Den nachfolgenden Text über die Rückgewinnung seltener Erden vollständig und unverändert niederschreiben.
##### VORGEGEBENER TEXT #####
Kritische Rohstoffe: Seltene Erden aus Elektronikschrott gerettet
Europium, Yttrium, Dysprosium und viele mehr: 17 Metalle zählen zu den so genannten seltenen Erden. Die meisten dieser exotisch klingenden Elemente haben ihren festen Platz in Technologien, die für Energiewende und Digitalisierung unabdingbar sind – sie finden sich in Windrädern, Autobatterien, Displays und etlichen weiteren Anwendungen. Es gibt jedoch ein Problem: Die Rohstoffe sind nur in wenigen Lagerstätten zu finden und von dort sehr aufwändig zu gewinnen, weshalb die EU sie als kritische Rohstoffe einstuft. Trotzdem werden derzeit weniger als ein Prozent der Seltenerdmetalle recycelt, denn die Verfahren sind aufwändig und teuer. Mit einer neuen Methode lässt sich zumindest Europium jetzt einfach und effizient aus Energiesparlampen wiedergewinnen, schreibt ein Forschungsteam um Marie Perrin von der ETH Zürich. In alten Leuchtstoffen ist das Element mit 230 Kilogramm pro Tonne rund 17-mal höher konzentriert als in natürlichen Erzen.
##### BEREITGESTELLTE DATEN #####
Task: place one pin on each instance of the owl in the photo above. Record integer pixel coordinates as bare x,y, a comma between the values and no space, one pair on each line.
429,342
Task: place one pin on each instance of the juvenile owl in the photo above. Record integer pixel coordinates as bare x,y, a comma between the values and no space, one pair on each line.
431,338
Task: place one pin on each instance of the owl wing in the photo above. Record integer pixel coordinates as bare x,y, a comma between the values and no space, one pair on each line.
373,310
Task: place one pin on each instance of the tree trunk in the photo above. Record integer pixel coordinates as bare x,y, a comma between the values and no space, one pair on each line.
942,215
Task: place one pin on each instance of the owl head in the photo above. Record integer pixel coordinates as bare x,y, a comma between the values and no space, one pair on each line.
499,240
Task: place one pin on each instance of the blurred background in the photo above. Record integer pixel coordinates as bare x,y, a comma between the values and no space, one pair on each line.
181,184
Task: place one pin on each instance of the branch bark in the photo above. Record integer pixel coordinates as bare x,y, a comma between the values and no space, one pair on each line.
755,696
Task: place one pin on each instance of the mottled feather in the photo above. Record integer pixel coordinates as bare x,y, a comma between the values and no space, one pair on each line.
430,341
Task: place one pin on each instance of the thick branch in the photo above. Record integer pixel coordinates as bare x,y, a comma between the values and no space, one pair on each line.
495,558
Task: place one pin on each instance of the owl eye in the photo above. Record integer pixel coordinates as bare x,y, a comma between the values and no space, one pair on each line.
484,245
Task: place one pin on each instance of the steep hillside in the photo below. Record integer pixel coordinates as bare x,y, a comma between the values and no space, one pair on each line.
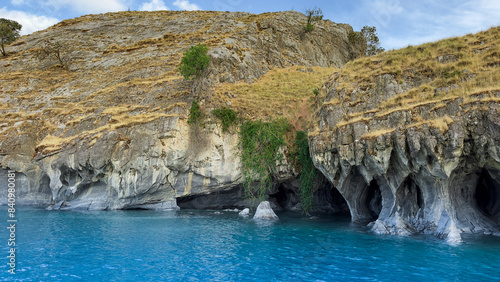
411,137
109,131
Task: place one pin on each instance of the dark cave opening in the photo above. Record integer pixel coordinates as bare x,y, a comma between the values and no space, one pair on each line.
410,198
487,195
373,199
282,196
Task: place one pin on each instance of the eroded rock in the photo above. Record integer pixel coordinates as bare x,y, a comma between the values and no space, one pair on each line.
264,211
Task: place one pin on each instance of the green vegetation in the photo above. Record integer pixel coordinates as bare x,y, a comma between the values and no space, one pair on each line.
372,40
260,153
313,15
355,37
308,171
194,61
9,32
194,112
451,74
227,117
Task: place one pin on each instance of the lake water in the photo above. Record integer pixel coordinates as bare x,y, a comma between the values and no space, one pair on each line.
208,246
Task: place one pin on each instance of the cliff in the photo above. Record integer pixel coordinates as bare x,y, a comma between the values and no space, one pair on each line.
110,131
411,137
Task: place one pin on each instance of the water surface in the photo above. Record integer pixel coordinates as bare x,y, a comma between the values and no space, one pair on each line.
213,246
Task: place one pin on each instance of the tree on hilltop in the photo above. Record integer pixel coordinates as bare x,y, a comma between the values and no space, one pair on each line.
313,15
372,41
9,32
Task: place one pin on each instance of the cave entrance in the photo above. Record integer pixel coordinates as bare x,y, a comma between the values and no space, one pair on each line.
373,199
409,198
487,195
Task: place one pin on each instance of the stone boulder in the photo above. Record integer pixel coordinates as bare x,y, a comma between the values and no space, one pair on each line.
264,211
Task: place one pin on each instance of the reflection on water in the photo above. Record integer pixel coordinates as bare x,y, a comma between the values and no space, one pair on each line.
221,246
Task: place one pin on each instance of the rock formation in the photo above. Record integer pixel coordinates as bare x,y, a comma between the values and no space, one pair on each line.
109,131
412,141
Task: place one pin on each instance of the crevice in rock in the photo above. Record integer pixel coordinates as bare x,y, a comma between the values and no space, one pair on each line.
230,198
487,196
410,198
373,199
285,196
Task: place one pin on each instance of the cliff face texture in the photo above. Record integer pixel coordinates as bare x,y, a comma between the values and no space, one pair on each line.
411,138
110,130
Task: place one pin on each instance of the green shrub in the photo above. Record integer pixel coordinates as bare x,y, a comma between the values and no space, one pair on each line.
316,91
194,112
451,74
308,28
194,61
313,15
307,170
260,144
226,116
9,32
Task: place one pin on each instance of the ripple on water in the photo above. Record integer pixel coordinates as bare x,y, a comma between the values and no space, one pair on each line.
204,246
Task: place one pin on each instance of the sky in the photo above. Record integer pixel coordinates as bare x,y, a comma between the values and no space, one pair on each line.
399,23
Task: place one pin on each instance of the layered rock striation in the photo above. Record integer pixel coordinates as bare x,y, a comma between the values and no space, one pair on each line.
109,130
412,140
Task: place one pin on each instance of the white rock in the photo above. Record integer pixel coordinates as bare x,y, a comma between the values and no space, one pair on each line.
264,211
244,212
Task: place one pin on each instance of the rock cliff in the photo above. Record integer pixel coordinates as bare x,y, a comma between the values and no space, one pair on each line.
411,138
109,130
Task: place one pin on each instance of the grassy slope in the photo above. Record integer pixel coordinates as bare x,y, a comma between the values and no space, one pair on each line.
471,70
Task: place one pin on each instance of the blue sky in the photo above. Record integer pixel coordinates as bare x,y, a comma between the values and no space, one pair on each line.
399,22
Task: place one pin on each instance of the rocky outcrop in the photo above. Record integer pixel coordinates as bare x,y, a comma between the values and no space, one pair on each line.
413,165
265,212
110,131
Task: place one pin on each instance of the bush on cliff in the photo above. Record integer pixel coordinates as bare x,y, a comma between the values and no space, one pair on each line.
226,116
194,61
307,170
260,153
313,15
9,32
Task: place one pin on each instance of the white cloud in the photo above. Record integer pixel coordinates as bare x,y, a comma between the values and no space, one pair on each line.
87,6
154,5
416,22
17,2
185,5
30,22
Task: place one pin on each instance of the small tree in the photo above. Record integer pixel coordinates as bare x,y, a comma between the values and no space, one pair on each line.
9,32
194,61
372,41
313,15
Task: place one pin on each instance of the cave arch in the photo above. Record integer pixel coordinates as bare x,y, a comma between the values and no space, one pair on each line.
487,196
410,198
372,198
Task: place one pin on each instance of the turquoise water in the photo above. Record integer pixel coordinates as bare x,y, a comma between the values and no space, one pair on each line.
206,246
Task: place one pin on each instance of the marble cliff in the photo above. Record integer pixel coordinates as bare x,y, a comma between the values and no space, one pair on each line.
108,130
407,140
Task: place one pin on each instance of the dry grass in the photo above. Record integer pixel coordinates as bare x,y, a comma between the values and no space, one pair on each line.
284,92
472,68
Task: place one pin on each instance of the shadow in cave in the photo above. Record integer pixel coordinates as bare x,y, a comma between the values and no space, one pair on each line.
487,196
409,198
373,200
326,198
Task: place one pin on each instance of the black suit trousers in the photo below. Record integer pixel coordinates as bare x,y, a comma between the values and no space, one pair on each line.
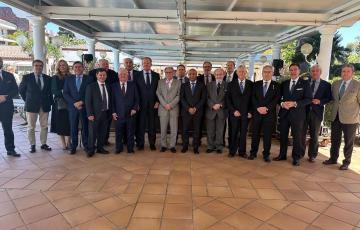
#####
▶ SCHRIFTLICHE LÖSUNG
Kritische Rohstoffe: Seltene Erden aus Elektronikschrott gerettet
Europium, Yttrium, Dysprosium und viele mehr: 17 Metalle zählen zu den so genannten seltenen Erden. Die meisten dieser exotisch klingenden Elemente haben ihren festen Platz in Technologien, die für Energiewende und Digitalisierung unabdingbar sind – sie finden sich in Windrädern, Autobatterien, Displays und etlichen weiteren Anwendungen. Es gibt jedoch ein Problem: Die Rohstoffe sind nur in wenigen Lagerstätten zu finden und von dort sehr aufwändig zu gewinnen, weshalb die EU sie als kritische Rohstoffe einstuft. Trotzdem werden derzeit weniger als ein Prozent der Seltenerdmetalle recycelt, denn die Verfahren sind aufwändig und teuer. Mit einer neuen Methode lässt sich zumindest Europium jetzt einfach und effizient aus Energiesparlampen wiedergewinnen, schreibt ein Forschungsteam um Marie Perrin von der ETH Zürich. In alten Leuchtstoffen ist das Element mit 230 Kilogramm pro Tonne rund 17-mal höher konzentriert als in natürlichen Erzen.